─── VORLIEGENDER TEXT
Vorladung als Beschuldigter wegen sexueller Belästigung erhalten.

Wenn der Betroffene eine Vorladung von der Polizei als Beschuldigter wegen einer sexuellen Belästigung erhält, sollte er keine Angaben zum Tatvorwurf machen. Als Beschuldigter muss er der Vorladung der Polizei keine Folge leisten und damit auch nicht zum Vernehmungstermin erscheinen. Er darf von seinem Aussageverweigerungsrecht Gebrauch machen und zum Tatvorwurf schweigen.

Das Recht zu Schweigen besteht im gesamten Strafverfahren. Beginnend von der Vernehmung bei der Polizei, der Staatsanwaltschaft bis zu der Aussage vor den Gerichten. Denn gerade bei sog. Aussage gegen Aussage Delikten ist die Beweiswürdigung oft besonders schwierig. Daher ist es umso wichtiger, dass man seine Position im Strafverfahren nicht durch vorschnelle Angaben schwächt oder gar verschlechtert.

Bei einem klassischen Aussage gegen Aussage Delikte ist das einzige Beweismittel die Person, die sexuell belästigt worden sein soll. Eine Verurteilung kann nur auf deren Aussage gestützt werden. Anders ist dies dann, wenn die sexuelle Belästigung in der Öffentlichkeit stattfand, weil z.B. ein Mann einer Frau in der Discothek an den Hintern oder Busen gefasst hat. Hier wird es in der Regel Zeugen geben, die ebenfalls als Beweismittel in Betracht kommen. Dann liegt aber keine klassische Aussage gegen Aussage Situation vor.

Gehen wir zunächst von einer klassischen Aussage gegen Aussage Situation aus. Das Gericht kann eine Verurteilung lediglich auf die Aussage der Frau stützen. Wenn die Frau dem vermeintlichen Täter bis zur Tat unbekannt war und diese auch widerspruchsfrei bei der Polizei und vor Gericht aussagt, ist das Risiko, dass der Beschuldigte verurteilt wird, extrem hoch. Dies liegt daran, dass sich das Gericht die Frage stellt, weshalb eine fremde Person ohne jeden Grund einen ihr bisher unbekannten Mann anzeigen sollte. Anders ist dies bei Beziehungsdelikten gelagert. Hier kann es Streitigkeiten, Eifersucht oder andere Motive für eine Strafanzeige geben.

Äußert sich der Beschuldigte nun bei der Polizei, ohne zu wissen, was die Frau ausgesagt hat, wird seine Aussage mit hoher Wahrscheinlichkeit im Widerspruch zur Aussage der Frau stehen. In der Regel wird man ihm weniger Glauben schenken, da er als Beschuldigter die Unwahrheit sagen darf und ein Zeuge zur Wahrheit verpflichtet ist.

Gibt es hingegen keine Aussage des Mannes, muss die Aussage der Frau auf ihren Wahrheitsgehalt überprüft werden. Dies ist für das Gericht häufig schwieriger, als wenn es auch eine Aussage des Mannes vorliegen hat. Äußert sich der Mann hingegen mehrfach, z.B. bei der Polizei und auch vor Gericht, und finden sich Widersprüche in seinen Aussagen, wird man ihn nicht glauben.
──────
─── BEREITGESTELLTE DATEN
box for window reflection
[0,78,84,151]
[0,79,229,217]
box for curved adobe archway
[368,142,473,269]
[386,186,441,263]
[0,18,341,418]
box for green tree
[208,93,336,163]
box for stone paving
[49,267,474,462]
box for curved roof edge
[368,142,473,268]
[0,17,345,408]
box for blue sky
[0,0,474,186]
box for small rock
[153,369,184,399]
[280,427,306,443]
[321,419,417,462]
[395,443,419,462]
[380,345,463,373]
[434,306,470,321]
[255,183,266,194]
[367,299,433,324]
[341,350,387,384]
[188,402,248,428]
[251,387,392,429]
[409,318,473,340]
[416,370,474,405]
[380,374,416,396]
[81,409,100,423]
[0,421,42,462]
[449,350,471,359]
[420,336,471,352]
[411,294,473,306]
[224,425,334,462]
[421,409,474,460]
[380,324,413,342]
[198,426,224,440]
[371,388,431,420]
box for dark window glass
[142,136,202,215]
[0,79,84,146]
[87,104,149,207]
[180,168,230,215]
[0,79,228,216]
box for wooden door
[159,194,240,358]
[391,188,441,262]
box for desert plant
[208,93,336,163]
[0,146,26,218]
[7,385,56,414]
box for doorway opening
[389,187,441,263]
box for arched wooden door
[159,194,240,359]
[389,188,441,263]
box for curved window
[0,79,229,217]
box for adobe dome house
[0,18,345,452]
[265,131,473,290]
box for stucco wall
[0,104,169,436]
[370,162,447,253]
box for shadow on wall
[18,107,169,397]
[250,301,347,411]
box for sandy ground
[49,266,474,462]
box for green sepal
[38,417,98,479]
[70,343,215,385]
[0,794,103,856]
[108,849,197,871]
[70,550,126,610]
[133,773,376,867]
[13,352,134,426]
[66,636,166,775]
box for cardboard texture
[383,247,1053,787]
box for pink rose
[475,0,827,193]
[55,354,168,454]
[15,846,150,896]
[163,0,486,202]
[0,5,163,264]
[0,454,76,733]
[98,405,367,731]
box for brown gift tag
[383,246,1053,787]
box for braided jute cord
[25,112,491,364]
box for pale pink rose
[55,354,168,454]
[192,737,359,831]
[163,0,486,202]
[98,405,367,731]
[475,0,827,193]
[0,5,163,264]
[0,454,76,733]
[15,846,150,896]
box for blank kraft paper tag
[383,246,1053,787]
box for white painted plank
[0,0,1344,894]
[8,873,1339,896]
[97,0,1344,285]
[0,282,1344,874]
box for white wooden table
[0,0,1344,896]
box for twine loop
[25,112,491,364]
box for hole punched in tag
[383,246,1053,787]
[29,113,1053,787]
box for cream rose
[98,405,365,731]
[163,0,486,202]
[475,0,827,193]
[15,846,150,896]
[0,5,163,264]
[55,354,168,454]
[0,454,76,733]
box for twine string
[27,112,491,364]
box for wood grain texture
──────
AUFGABENSTELLUNG »
- 1) Warum schenkt man laut dem Text zur Vorladung wegen sexueller Belästigung der Aussage des Beschuldigten in der Regel weniger Glauben?
- 2) Schreibe den Text über die Vorladung wegen sexueller Belästigung nach seinem letzten Satz weiter.

ANTWORTEN IN REIHENFOLGE »
- 1) Weil er als Beschuldigter die Unwahrheit sagen darf, während ein Zeuge zur Wahrheit verpflichtet ist.

- 2)
Bei Sexualdelikten kann eine Verteidigungsstrategie auch so aussehen, dass ein Mann die Schilderungen der Frau bestätigt und sagt, dass das gesamte Geschehen im Einvernehmen mit der Frau stattgefunden hat. Dann wird es auch für einen Sachverständigen ganz schwierig, zu beurteilen, ob die Aussagen der Frau erlebnisbasierend sind oder nicht, da sich die Aussagen des Mannes und der Frau komplett gleichen und nur in einem Punkt voneinander abweichen. Sie sagt, dass sich das Geschehen gegen ihren Willen abgespielt hat. Er sagt, dass sie damit einverstanden war.

Damit ein Strafverteidiger die richtige Verteidigungsstrategie auswählen kann, ist es von äußerster Wichtigkeit, dass sich der Betroffene bei einem Sexualdelikt nicht gegenüber der Polizei zum Tatvorwurf äußert und sich noch im Ermittlungsverfahren an einen Strafverteidiger wendet, der in Sexualdelikten erfahren ist.

Dieser wird Akteneinsicht beantragen, um einen Überblick über die Einzelheiten des angezeigten Sachverhaltes zu erlangen. Danach erarbeitet er mit dem Beschuldigten die passende Strategie.


Der Straftatbestand des § 184i StGB

Der Straftatbestand der sexuellen Belästigung ist in § 184i StGB geregelt: Der Täter berührt eine andere Person in sexuell bestimmter Weise und belästigt sie dadurch. Hierunter fallen also auch solche Handlungen, die umgangssprachlich als “Grapschen” bezeichnet werden.

Die sexuelle Belästigung nach § 184i StGB setzt immer eine Berührung voraus. Tatsächlich ist der Wortlaut der Vorschrift eindeutig nur auf Handlungen mit Körperkontakt bezogen. Voraussetzung für eine Strafbarkeit wegen sexueller Belästigung ist also, dass eine körperliche Berührung stattgefunden hat, wobei auch ein Gegenstand verwendet werden kann. Rein verbale Belästigungen oder Äußerungen fallen hingegen nicht unter den Tatbestand der sexuellen Belästigung.

Verbale Belästigungen sind deswegen aber nicht automatisch straffrei. Vielmehr können mündliche Übergriffe mit sexuellem Inhalt durchaus strafrechtlich relevant sein. Allerdings ist auch nach der Strafrechtsreform eine solch sexuelle Belästigung ohne körperliche Berührung nur strafbar, wenn sie eine Beleidigung (§ 185 StGB) darstellt, also die andere Person durch eine ehrverletzende Erklärung – wörtlich oder durch schlüssiges Handeln – herabgewürdigt wird.

Die körperliche Berührung muss laut Straftatbestand in „sexuell bestimmter Weise“ erfolgen. Eine Berührung kann sowohl objektiv als auch subjektiv sexuell bestimmt sein.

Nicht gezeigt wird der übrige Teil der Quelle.